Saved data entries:
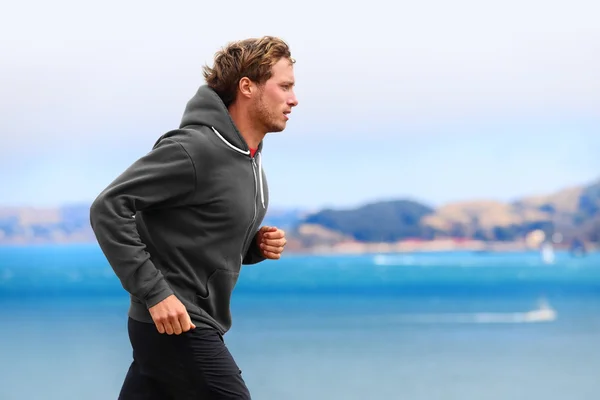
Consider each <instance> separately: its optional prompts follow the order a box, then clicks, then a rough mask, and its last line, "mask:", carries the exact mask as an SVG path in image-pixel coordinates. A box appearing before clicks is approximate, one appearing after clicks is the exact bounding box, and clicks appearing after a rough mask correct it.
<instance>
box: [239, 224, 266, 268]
mask: <svg viewBox="0 0 600 400" xmlns="http://www.w3.org/2000/svg"><path fill="white" fill-rule="evenodd" d="M260 241H261V231H257V232H256V234H255V235H254V238H253V239H252V243H250V247H249V248H248V251H247V252H246V255H245V256H244V259H243V260H242V264H245V265H250V264H258V263H259V262H262V261H264V260H266V259H267V258H266V257H265V256H264V254H263V253H262V250H261V249H260V247H259V242H260Z"/></svg>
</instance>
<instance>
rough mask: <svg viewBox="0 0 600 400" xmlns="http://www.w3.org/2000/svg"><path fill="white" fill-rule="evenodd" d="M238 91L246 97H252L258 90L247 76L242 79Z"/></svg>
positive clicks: (238, 86) (243, 77)
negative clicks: (251, 96)
mask: <svg viewBox="0 0 600 400" xmlns="http://www.w3.org/2000/svg"><path fill="white" fill-rule="evenodd" d="M238 89H239V90H240V94H241V95H242V96H244V97H251V96H252V93H253V92H254V91H255V90H256V88H255V86H254V84H253V83H252V81H251V80H250V78H248V77H246V76H245V77H243V78H242V79H240V81H239V83H238Z"/></svg>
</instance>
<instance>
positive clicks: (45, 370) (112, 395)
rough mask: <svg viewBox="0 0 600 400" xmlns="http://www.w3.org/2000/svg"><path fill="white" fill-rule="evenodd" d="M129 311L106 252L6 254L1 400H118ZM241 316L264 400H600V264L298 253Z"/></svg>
mask: <svg viewBox="0 0 600 400" xmlns="http://www.w3.org/2000/svg"><path fill="white" fill-rule="evenodd" d="M540 303H544V304H547V305H549V306H550V307H551V308H552V309H553V310H554V311H555V312H556V314H555V316H556V318H555V319H552V318H550V319H549V320H542V321H538V322H536V321H528V320H527V316H528V315H530V314H526V313H527V312H528V311H531V310H535V309H536V308H537V307H538V305H539V304H540ZM127 306H128V298H127V296H126V294H125V292H124V291H123V289H122V288H121V286H120V283H119V282H118V280H117V279H116V277H115V276H114V274H113V273H112V270H111V269H110V267H109V266H108V264H107V263H106V261H105V259H104V257H103V255H102V253H101V252H100V251H99V249H98V248H97V247H96V246H94V245H68V246H31V247H4V248H0V321H1V323H0V355H1V357H2V361H3V362H2V364H1V365H0V383H1V384H0V399H2V400H12V399H40V400H45V399H61V400H69V399H74V400H75V399H76V400H84V399H85V400H96V399H98V400H100V399H102V400H105V399H116V397H117V394H118V391H119V389H120V386H121V383H122V380H123V377H124V376H125V372H126V370H127V368H128V366H129V363H130V361H131V350H130V347H129V342H128V338H127V333H126V318H127V316H126V313H127ZM232 313H233V327H232V330H231V331H230V332H229V333H228V334H227V335H226V336H225V340H226V343H227V345H228V346H229V348H230V350H231V352H232V353H233V355H234V356H235V358H236V360H237V362H238V364H239V365H240V368H241V369H242V371H243V375H244V379H245V380H246V382H247V383H248V386H249V387H250V389H251V391H252V393H253V398H254V399H257V400H262V399H264V400H271V399H273V400H282V399H286V400H306V399H311V400H320V399H323V400H330V399H344V400H358V399H361V400H362V399H365V400H371V399H399V400H400V399H411V400H433V399H443V400H446V399H448V400H450V399H460V400H467V399H473V400H482V399H485V400H500V399H502V400H505V399H506V400H517V399H527V400H537V399H539V400H558V399H561V400H562V399H568V400H588V399H589V400H597V399H599V398H600V254H592V255H589V256H588V257H585V258H579V259H578V258H571V257H570V256H569V255H568V254H562V253H559V254H558V255H557V258H556V262H555V264H553V265H545V264H543V263H542V262H541V260H540V257H539V254H537V253H519V254H472V253H440V254H432V253H430V254H409V255H395V256H377V255H360V256H288V257H286V258H284V259H282V260H280V261H269V262H265V263H262V264H259V265H254V266H248V267H245V269H244V270H243V272H242V274H241V277H240V282H239V284H238V286H237V288H236V290H235V292H234V296H233V304H232Z"/></svg>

TASK PROMPT: Turn the lines of all the entries above into a numbered list, skipping any blank lines and leaving the pictures out.

WRITTEN SOLUTION:
1. Consider each <instance> separately: its optional prompts follow the order a box, then clicks, then a rough mask, and its last line, "mask:", carries the exact mask as an SVG path in image-pixel coordinates. A box appearing before clicks is approximate, one appearing after clicks is the exact bounding box, and clicks appearing after a rough mask correct it.
2. <instance>
3. box: [239, 224, 266, 268]
4. mask: <svg viewBox="0 0 600 400" xmlns="http://www.w3.org/2000/svg"><path fill="white" fill-rule="evenodd" d="M260 241H261V231H257V232H256V234H255V235H254V238H253V239H252V243H250V247H249V248H248V251H247V252H246V255H245V256H244V259H243V260H242V264H245V265H250V264H258V263H259V262H262V261H264V260H266V259H267V258H266V257H265V256H264V254H263V253H262V250H261V249H260V247H259V242H260Z"/></svg>
5. </instance>
6. <instance>
7. rough mask: <svg viewBox="0 0 600 400" xmlns="http://www.w3.org/2000/svg"><path fill="white" fill-rule="evenodd" d="M238 91L246 97H252L258 90L247 76L242 79Z"/></svg>
8. positive clicks: (238, 86) (243, 77)
9. negative clicks: (251, 96)
10. mask: <svg viewBox="0 0 600 400" xmlns="http://www.w3.org/2000/svg"><path fill="white" fill-rule="evenodd" d="M238 89H239V90H240V94H241V95H242V96H244V97H251V96H252V93H253V92H254V91H255V90H256V88H255V86H254V84H253V83H252V81H251V80H250V78H248V77H246V76H245V77H243V78H242V79H240V81H239V83H238Z"/></svg>
11. </instance>
12. <instance>
13. positive clicks: (45, 370) (112, 395)
14. rough mask: <svg viewBox="0 0 600 400" xmlns="http://www.w3.org/2000/svg"><path fill="white" fill-rule="evenodd" d="M129 311L106 252L6 254L1 400H118ZM241 316L264 400H600V264L298 253Z"/></svg>
15. mask: <svg viewBox="0 0 600 400" xmlns="http://www.w3.org/2000/svg"><path fill="white" fill-rule="evenodd" d="M540 303H544V304H547V305H549V306H550V307H551V308H552V309H553V310H554V311H555V312H556V314H555V316H556V318H555V319H552V318H550V319H549V320H542V321H538V322H536V321H528V320H527V316H528V315H530V314H526V313H527V312H528V311H531V310H535V309H536V308H537V307H538V305H539V304H540ZM127 306H128V298H127V296H126V294H125V292H124V291H123V289H122V288H121V286H120V283H119V282H118V280H117V279H116V277H115V276H114V274H113V273H112V270H111V269H110V267H109V266H108V264H107V263H106V261H105V259H104V257H103V255H102V253H101V252H100V251H99V249H98V248H97V247H96V246H94V245H68V246H31V247H4V248H0V321H1V323H0V355H1V357H2V361H3V362H2V364H1V365H0V383H1V384H0V399H2V400H12V399H40V400H45V399H61V400H69V399H74V400H75V399H76V400H84V399H85V400H96V399H98V400H100V399H102V400H105V399H116V397H117V394H118V391H119V389H120V386H121V383H122V380H123V377H124V376H125V372H126V370H127V368H128V366H129V363H130V361H131V350H130V347H129V342H128V338H127V333H126V318H127V316H126V313H127ZM232 313H233V327H232V330H231V331H230V332H229V333H228V334H227V335H226V336H225V340H226V343H227V345H228V346H229V348H230V350H231V352H232V353H233V355H234V356H235V358H236V360H237V362H238V364H239V365H240V368H241V369H242V371H243V375H244V379H245V380H246V382H247V383H248V386H249V387H250V389H251V391H252V393H253V398H254V399H257V400H262V399H264V400H271V399H273V400H282V399H286V400H306V399H311V400H320V399H323V400H330V399H344V400H358V399H361V400H362V399H365V400H371V399H399V400H400V399H411V400H433V399H443V400H446V399H448V400H450V399H460V400H467V399H473V400H482V399H485V400H500V399H502V400H505V399H506V400H517V399H527V400H537V399H539V400H558V399H561V400H562V399H568V400H588V399H589V400H597V399H599V398H600V254H592V255H589V256H588V257H585V258H579V259H578V258H571V257H570V256H569V255H568V254H562V253H559V254H558V255H557V258H556V262H555V264H553V265H545V264H543V263H542V262H541V260H540V257H539V254H537V253H519V254H472V253H440V254H432V253H430V254H409V255H395V256H377V255H360V256H288V257H286V258H284V259H282V260H280V261H269V262H265V263H262V264H259V265H254V266H248V267H245V269H244V270H243V272H242V274H241V277H240V282H239V284H238V286H237V288H236V290H235V292H234V296H233V304H232Z"/></svg>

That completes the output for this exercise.